• DIRECTIONS: Every line of the listing should be transcribed exactly, with nothing left out.

• EXTRACTED DATA:
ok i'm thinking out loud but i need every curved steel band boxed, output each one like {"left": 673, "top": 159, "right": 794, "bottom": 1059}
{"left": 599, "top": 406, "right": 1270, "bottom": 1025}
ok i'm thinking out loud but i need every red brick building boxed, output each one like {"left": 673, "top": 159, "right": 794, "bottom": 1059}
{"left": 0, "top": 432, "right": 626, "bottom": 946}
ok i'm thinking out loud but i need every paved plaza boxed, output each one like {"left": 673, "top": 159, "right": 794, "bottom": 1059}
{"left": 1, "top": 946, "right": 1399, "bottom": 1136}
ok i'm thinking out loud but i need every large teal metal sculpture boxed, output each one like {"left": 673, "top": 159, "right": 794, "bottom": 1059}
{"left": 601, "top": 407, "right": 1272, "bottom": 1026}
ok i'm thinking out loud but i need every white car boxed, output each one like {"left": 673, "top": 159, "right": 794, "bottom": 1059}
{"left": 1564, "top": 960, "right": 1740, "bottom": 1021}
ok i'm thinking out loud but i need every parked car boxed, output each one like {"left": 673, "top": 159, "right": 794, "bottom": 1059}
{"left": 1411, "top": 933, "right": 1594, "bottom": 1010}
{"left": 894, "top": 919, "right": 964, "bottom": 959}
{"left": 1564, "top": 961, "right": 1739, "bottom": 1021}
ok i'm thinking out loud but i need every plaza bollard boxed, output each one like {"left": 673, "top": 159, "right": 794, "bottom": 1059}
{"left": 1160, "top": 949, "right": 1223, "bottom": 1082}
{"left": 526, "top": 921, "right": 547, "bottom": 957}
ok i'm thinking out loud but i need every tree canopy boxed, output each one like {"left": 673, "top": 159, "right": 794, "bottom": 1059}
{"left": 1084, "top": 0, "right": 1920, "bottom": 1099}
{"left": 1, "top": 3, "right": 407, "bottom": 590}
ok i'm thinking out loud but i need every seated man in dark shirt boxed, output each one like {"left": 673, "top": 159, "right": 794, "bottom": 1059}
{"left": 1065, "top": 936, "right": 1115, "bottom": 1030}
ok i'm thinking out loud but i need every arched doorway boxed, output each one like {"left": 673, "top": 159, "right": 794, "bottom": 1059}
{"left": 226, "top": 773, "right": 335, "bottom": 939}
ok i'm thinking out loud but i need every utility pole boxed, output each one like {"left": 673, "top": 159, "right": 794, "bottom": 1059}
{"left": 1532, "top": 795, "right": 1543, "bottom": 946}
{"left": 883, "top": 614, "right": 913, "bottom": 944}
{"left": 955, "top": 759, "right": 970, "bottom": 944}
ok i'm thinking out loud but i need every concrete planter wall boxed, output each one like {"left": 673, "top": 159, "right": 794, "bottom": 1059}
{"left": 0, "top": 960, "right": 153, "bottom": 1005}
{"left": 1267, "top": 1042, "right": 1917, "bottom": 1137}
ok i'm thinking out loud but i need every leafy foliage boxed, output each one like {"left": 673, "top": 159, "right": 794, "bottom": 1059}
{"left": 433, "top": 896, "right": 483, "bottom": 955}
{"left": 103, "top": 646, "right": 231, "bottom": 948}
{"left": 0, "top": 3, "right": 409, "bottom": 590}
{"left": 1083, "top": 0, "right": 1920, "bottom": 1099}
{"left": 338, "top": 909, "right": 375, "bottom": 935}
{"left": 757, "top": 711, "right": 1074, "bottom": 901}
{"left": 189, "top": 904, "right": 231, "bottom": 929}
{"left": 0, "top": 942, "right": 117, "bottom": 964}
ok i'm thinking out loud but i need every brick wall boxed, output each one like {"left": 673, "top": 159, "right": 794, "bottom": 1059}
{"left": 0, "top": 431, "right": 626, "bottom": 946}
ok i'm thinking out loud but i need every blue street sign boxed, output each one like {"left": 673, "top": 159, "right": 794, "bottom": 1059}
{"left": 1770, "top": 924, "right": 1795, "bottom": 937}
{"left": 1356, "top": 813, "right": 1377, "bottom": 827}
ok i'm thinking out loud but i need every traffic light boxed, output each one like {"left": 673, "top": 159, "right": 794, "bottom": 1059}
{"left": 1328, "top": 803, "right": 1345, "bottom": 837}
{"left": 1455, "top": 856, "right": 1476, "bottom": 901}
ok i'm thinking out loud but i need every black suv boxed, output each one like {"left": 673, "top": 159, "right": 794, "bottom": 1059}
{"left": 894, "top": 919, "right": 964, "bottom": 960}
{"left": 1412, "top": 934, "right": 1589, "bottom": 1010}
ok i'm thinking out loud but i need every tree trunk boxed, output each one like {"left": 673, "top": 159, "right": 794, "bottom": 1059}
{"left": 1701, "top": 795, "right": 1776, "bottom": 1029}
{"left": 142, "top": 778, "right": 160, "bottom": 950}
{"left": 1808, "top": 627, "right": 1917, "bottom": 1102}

• TASK RESPONSE:
ok i'm thinking out loud but i need every curved steel band boxed, output each one like {"left": 673, "top": 159, "right": 794, "bottom": 1059}
{"left": 599, "top": 406, "right": 1270, "bottom": 1025}
ok i'm thinking out loud but i need every red brick building boxed, output each one like {"left": 673, "top": 159, "right": 794, "bottom": 1059}
{"left": 0, "top": 432, "right": 626, "bottom": 946}
ok i'm thinking out loud but i need every paved plaza boxed, output each one like {"left": 673, "top": 159, "right": 794, "bottom": 1059}
{"left": 1, "top": 946, "right": 1399, "bottom": 1136}
ok i'm thinking out loud but i need every large teal metal sculpture boxed, output each one like {"left": 673, "top": 159, "right": 794, "bottom": 1059}
{"left": 601, "top": 407, "right": 1272, "bottom": 1026}
ok i'm thinking out loud but i need every white car boxed, output each one like {"left": 673, "top": 159, "right": 794, "bottom": 1059}
{"left": 1564, "top": 960, "right": 1740, "bottom": 1021}
ok i'm thinking out loud but i need every parked car boxed, output each one like {"left": 673, "top": 159, "right": 794, "bottom": 1059}
{"left": 1411, "top": 933, "right": 1594, "bottom": 1010}
{"left": 894, "top": 919, "right": 964, "bottom": 959}
{"left": 1564, "top": 961, "right": 1739, "bottom": 1021}
ok i'm thinking out loud but i need every plaza bollard boxed, output each one like {"left": 673, "top": 159, "right": 794, "bottom": 1059}
{"left": 1160, "top": 949, "right": 1223, "bottom": 1082}
{"left": 526, "top": 921, "right": 547, "bottom": 957}
ok i'm thinking out loud but i need every tree canopy boxed, output each one like {"left": 673, "top": 159, "right": 794, "bottom": 1059}
{"left": 1084, "top": 0, "right": 1920, "bottom": 1099}
{"left": 1, "top": 3, "right": 407, "bottom": 590}
ok i'm thinking out loud but i need every seated man in dark shirt boxed, output each one like {"left": 673, "top": 159, "right": 794, "bottom": 1059}
{"left": 1065, "top": 936, "right": 1115, "bottom": 1030}
ok i'm thinking out loud but i need every arched doorway boxed, output each one like {"left": 673, "top": 159, "right": 794, "bottom": 1059}
{"left": 226, "top": 773, "right": 335, "bottom": 939}
ok i'm thinking out loud but i need every utility pole boxed, output each one like {"left": 673, "top": 159, "right": 794, "bottom": 1059}
{"left": 1532, "top": 795, "right": 1543, "bottom": 946}
{"left": 883, "top": 614, "right": 913, "bottom": 944}
{"left": 955, "top": 759, "right": 970, "bottom": 944}
ok i'm thinking out loud but i need every concrete planter wall boxed, output each one like {"left": 673, "top": 159, "right": 794, "bottom": 1059}
{"left": 0, "top": 960, "right": 153, "bottom": 1005}
{"left": 1267, "top": 1042, "right": 1917, "bottom": 1137}
ok i'm thinking out loud but i need every leafy foliage boxed, output each one like {"left": 673, "top": 159, "right": 794, "bottom": 1059}
{"left": 433, "top": 896, "right": 483, "bottom": 955}
{"left": 103, "top": 646, "right": 231, "bottom": 948}
{"left": 0, "top": 3, "right": 409, "bottom": 590}
{"left": 1083, "top": 0, "right": 1920, "bottom": 1099}
{"left": 338, "top": 909, "right": 375, "bottom": 935}
{"left": 757, "top": 711, "right": 1074, "bottom": 901}
{"left": 189, "top": 904, "right": 231, "bottom": 929}
{"left": 0, "top": 942, "right": 117, "bottom": 964}
ok i'm thinking out loud but i need every brick wall boxed, output each one like {"left": 673, "top": 159, "right": 794, "bottom": 1059}
{"left": 0, "top": 431, "right": 626, "bottom": 946}
ok i'm thinking out loud but i need every blue street sign boxed, output each one like {"left": 673, "top": 159, "right": 794, "bottom": 1059}
{"left": 1770, "top": 924, "right": 1795, "bottom": 937}
{"left": 1356, "top": 813, "right": 1377, "bottom": 827}
ok i'm thinking out loud but i need every traffic light boxed, output each one like {"left": 673, "top": 159, "right": 794, "bottom": 1059}
{"left": 1328, "top": 803, "right": 1345, "bottom": 837}
{"left": 1455, "top": 856, "right": 1476, "bottom": 901}
ok i'm thinking out loud but i need every black suv boxed, output each one like {"left": 673, "top": 159, "right": 794, "bottom": 1059}
{"left": 894, "top": 919, "right": 964, "bottom": 960}
{"left": 1412, "top": 934, "right": 1589, "bottom": 1010}
ok i'm thinking out loud but i need every tree trunk boxed, output each one like {"left": 673, "top": 159, "right": 794, "bottom": 1059}
{"left": 1701, "top": 795, "right": 1776, "bottom": 1029}
{"left": 142, "top": 778, "right": 160, "bottom": 950}
{"left": 1808, "top": 627, "right": 1917, "bottom": 1102}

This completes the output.